# [Task instructions]
Present every line of the records below as a numbered list, leaving out any blank lines.

Records Start Marker

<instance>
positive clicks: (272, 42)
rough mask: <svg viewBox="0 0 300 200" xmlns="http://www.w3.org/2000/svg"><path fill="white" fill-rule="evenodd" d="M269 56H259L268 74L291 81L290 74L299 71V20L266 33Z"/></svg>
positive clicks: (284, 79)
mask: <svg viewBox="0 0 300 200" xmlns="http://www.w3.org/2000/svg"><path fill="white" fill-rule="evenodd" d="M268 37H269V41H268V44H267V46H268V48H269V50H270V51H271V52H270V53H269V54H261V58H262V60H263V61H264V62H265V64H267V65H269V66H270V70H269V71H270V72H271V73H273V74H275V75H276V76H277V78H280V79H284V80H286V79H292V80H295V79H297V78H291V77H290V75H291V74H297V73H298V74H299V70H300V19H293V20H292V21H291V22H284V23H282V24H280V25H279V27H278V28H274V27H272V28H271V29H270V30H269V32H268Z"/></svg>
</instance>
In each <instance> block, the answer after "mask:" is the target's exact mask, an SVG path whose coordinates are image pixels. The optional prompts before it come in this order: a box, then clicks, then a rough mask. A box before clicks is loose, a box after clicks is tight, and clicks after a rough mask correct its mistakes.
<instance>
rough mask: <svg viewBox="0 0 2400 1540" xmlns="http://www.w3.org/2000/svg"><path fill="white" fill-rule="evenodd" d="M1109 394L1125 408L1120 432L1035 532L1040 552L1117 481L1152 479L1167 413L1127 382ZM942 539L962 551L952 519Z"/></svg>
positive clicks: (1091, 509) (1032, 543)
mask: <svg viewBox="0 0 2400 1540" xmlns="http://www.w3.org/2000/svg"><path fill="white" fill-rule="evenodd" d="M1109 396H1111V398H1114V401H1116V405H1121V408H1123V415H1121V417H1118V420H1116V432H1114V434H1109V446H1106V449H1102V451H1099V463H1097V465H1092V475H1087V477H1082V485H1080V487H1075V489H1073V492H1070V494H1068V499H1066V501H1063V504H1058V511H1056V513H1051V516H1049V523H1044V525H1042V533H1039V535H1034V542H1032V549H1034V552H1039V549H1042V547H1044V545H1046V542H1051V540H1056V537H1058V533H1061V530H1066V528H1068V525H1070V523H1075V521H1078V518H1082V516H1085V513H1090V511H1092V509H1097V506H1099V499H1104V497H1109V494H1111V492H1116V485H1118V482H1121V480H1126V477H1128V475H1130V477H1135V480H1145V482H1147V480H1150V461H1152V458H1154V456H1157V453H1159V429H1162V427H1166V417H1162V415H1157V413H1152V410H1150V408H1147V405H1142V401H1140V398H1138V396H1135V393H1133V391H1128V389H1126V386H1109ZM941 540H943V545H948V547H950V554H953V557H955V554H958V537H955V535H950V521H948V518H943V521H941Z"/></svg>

Records End Marker

# [Answer to the exercise]
1. <instance>
2. positive clicks: (272, 42)
3. rough mask: <svg viewBox="0 0 300 200" xmlns="http://www.w3.org/2000/svg"><path fill="white" fill-rule="evenodd" d="M269 56H259L268 74L291 81L290 74L299 71V20L266 33Z"/></svg>
4. positive clicks: (284, 79)
5. mask: <svg viewBox="0 0 300 200" xmlns="http://www.w3.org/2000/svg"><path fill="white" fill-rule="evenodd" d="M268 37H269V41H268V44H267V46H268V48H269V50H270V51H271V52H270V53H269V54H261V58H262V60H263V61H264V62H265V64H267V65H269V66H270V70H269V71H270V72H271V73H273V74H275V75H276V76H277V78H280V79H284V80H286V79H292V80H295V79H297V78H291V77H290V75H291V74H297V73H298V74H299V70H300V19H293V20H292V21H291V22H284V23H282V24H280V25H279V27H278V28H274V27H272V28H271V29H270V30H269V32H268Z"/></svg>
6. </instance>
7. In each <instance> block, the answer after "mask:" is the target's exact mask, an SVG path whose coordinates are image pixels. The optional prompts before it come in this order: a box, then clicks, then a rough mask. A box before clicks is loose, a box after clicks is tight, and clicks after a rough mask correct its mistakes.
8. <instance>
9. rough mask: <svg viewBox="0 0 2400 1540" xmlns="http://www.w3.org/2000/svg"><path fill="white" fill-rule="evenodd" d="M1109 394L1125 408L1120 432L1035 532L1040 552L1117 481L1152 479L1167 413L1127 382ZM942 539L962 551L952 519Z"/></svg>
10. positive clicks: (1091, 509) (1032, 543)
11. mask: <svg viewBox="0 0 2400 1540" xmlns="http://www.w3.org/2000/svg"><path fill="white" fill-rule="evenodd" d="M1109 396H1111V398H1114V401H1116V405H1121V408H1123V415H1121V417H1118V420H1116V432H1114V434H1109V446H1106V449H1102V451H1099V463H1097V465H1092V475H1087V477H1082V485H1080V487H1075V489H1073V492H1070V494H1068V499H1066V501H1063V504H1058V511H1056V513H1051V516H1049V523H1044V525H1042V533H1039V535H1034V542H1032V549H1034V552H1039V549H1042V547H1044V545H1046V542H1051V540H1056V537H1058V533H1061V530H1066V528H1068V525H1070V523H1075V521H1078V518H1082V516H1085V513H1090V511H1092V509H1097V506H1099V499H1104V497H1109V494H1111V492H1116V485H1118V482H1121V480H1126V477H1128V475H1130V477H1135V480H1145V482H1147V480H1150V461H1152V458H1154V456H1157V453H1159V429H1162V427H1166V417H1162V415H1157V413H1152V410H1150V408H1147V405H1142V401H1140V398H1138V396H1135V393H1133V391H1128V389H1126V386H1109ZM941 540H943V545H948V547H950V554H953V557H955V554H958V537H955V535H950V521H948V518H943V521H941Z"/></svg>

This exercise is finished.